Stated problem -
Locate each line in the entries below that contains the word "parked", and copy every one of those lines in full.

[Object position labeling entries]
==================================================
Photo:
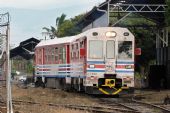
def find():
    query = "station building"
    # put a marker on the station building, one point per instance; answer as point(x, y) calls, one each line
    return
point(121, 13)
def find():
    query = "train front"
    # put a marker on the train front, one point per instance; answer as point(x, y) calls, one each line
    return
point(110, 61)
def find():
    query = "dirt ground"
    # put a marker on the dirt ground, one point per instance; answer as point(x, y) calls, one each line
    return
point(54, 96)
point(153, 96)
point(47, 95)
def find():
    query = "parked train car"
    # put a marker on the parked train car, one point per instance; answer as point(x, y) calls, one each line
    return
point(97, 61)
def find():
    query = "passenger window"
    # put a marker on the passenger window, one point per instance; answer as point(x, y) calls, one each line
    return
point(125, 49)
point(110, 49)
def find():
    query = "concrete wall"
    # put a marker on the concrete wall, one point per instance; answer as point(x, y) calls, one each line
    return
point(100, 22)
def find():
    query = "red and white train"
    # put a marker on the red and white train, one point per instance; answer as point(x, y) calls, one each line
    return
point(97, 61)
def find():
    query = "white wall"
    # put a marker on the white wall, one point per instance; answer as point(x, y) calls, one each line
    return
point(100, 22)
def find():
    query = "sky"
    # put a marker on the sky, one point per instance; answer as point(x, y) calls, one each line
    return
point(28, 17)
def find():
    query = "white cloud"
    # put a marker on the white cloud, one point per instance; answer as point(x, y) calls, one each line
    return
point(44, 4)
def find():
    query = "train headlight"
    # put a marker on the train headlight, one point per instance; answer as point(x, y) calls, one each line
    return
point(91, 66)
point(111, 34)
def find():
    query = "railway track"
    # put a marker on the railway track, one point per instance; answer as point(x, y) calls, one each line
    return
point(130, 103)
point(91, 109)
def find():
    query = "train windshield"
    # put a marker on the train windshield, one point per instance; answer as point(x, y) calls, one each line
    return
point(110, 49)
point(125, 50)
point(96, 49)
==================================================
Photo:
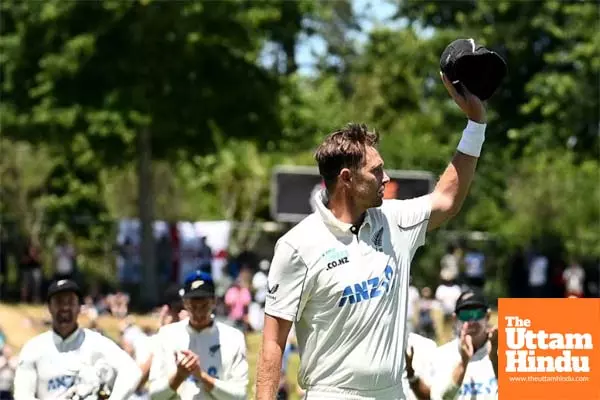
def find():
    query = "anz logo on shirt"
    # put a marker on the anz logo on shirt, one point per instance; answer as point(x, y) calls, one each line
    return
==================================================
Final result -
    query = "parked train car"
    # put a marker on the parked train car, one point per instance; answer as point(x, y) calls, one each line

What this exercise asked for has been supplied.